Aim of the exercise: Report, copied in full, every line of the records that contains the string "paper" and treat uppercase and lowercase letters as distinct.
--------------------------------
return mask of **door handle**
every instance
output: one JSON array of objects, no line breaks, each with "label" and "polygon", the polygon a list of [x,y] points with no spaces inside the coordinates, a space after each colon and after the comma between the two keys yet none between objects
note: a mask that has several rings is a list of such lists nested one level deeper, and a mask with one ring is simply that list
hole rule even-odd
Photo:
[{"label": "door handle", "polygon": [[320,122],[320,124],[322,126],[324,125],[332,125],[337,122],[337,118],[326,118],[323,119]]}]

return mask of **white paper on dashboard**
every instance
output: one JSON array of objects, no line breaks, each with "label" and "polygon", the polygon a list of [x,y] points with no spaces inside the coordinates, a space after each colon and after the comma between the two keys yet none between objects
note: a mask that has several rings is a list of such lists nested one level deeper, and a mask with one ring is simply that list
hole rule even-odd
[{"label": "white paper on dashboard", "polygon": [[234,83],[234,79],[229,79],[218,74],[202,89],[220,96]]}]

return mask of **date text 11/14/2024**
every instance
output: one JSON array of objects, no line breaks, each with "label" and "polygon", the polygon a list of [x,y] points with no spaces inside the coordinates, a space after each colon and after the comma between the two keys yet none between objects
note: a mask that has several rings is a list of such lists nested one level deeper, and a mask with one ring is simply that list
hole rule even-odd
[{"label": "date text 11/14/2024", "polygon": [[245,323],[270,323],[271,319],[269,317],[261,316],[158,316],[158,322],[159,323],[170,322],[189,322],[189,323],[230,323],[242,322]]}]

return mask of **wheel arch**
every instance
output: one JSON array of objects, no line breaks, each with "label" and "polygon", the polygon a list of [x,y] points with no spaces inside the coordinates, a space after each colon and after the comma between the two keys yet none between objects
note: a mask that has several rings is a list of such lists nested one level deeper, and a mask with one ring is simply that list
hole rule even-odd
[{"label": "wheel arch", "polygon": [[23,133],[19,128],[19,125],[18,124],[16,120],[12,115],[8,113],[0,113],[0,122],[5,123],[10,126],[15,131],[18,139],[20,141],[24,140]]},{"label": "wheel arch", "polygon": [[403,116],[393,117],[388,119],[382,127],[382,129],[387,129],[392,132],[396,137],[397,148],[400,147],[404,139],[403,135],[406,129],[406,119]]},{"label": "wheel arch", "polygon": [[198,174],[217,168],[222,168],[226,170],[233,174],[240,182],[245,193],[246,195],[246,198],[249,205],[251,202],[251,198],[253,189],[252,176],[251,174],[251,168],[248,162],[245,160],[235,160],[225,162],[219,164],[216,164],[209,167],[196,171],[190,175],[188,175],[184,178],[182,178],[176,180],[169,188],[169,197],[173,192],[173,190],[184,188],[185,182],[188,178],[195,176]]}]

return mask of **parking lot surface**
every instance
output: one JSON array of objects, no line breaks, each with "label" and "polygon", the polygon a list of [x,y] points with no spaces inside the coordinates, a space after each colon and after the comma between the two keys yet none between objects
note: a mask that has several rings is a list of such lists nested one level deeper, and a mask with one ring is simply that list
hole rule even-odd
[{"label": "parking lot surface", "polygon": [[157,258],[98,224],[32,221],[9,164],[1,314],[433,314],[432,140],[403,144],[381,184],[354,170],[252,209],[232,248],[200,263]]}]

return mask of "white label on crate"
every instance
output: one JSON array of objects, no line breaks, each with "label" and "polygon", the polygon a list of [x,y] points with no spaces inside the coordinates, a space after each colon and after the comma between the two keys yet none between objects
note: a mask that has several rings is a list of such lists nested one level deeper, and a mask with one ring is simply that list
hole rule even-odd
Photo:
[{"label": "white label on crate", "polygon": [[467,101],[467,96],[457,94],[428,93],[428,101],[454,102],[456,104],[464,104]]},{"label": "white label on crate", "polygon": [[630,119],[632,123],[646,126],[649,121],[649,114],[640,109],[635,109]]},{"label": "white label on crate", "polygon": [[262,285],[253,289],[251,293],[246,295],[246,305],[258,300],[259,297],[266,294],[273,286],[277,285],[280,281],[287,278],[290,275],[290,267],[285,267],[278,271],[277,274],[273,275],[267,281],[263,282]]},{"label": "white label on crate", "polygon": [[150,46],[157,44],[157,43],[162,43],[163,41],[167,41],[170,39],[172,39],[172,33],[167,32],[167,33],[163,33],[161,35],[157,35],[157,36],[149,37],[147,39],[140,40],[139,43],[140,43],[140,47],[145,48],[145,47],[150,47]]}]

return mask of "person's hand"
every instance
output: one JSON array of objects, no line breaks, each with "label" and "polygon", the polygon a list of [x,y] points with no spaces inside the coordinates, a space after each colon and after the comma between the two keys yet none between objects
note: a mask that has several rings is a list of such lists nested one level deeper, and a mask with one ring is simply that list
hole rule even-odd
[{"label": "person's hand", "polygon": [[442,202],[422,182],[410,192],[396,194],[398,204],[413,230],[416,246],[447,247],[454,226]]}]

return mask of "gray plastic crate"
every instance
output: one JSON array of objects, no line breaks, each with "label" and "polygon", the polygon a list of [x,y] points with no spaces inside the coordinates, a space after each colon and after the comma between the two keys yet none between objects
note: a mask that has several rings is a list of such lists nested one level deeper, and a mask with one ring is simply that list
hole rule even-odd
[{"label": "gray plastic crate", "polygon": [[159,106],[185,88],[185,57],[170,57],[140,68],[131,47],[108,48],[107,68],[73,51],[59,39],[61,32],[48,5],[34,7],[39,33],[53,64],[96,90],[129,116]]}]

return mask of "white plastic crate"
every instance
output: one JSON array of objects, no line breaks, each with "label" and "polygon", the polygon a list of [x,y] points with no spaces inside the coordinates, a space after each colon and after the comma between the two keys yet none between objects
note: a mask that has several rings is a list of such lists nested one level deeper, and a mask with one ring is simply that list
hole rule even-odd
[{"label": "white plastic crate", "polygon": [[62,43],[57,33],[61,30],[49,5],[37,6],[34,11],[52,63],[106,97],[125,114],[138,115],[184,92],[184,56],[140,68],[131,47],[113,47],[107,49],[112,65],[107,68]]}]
--------------------------------
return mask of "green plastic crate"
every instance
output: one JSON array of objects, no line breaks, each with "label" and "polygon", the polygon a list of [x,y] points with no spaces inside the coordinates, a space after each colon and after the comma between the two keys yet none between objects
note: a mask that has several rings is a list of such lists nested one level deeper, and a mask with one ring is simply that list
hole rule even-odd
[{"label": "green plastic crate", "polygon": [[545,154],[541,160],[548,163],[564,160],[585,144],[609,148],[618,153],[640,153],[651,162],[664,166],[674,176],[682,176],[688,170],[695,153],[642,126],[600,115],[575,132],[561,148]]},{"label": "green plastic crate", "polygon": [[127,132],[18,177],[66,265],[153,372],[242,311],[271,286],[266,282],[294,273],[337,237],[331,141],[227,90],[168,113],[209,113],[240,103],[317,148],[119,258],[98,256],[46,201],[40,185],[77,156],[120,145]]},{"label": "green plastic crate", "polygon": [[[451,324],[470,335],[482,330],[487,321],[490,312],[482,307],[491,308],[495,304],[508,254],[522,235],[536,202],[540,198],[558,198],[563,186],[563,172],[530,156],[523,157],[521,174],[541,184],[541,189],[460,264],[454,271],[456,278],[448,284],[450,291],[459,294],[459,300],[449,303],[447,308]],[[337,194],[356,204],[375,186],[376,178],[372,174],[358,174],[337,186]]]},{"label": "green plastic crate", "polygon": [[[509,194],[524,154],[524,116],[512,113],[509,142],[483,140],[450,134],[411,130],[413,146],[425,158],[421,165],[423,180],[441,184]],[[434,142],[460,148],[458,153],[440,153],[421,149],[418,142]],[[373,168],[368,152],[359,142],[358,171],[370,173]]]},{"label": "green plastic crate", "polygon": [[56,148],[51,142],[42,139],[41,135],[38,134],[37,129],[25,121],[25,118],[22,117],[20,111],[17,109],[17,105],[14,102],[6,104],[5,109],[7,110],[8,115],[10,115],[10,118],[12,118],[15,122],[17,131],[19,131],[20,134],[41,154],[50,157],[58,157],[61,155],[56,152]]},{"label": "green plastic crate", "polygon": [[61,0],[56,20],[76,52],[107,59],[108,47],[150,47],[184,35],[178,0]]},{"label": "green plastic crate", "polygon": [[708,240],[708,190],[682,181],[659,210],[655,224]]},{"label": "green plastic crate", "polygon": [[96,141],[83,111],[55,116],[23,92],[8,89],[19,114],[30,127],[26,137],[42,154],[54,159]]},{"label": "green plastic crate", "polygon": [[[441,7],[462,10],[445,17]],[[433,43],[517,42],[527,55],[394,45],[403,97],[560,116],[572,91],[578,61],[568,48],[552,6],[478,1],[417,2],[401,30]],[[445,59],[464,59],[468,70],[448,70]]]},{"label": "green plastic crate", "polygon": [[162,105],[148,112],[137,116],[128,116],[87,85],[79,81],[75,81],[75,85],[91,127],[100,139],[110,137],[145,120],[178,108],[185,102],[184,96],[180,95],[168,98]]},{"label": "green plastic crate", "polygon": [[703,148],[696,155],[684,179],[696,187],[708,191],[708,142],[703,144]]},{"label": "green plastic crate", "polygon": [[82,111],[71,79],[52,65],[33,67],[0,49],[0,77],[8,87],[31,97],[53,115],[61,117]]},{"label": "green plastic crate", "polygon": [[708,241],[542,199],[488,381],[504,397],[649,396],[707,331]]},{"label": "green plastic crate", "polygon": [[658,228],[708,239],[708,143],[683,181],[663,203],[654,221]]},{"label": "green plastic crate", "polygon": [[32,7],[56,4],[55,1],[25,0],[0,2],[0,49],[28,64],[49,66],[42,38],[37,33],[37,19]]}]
--------------------------------
Finished answer:
return mask of **white paper on dashboard**
[{"label": "white paper on dashboard", "polygon": [[234,83],[234,79],[229,79],[218,74],[202,89],[220,96]]}]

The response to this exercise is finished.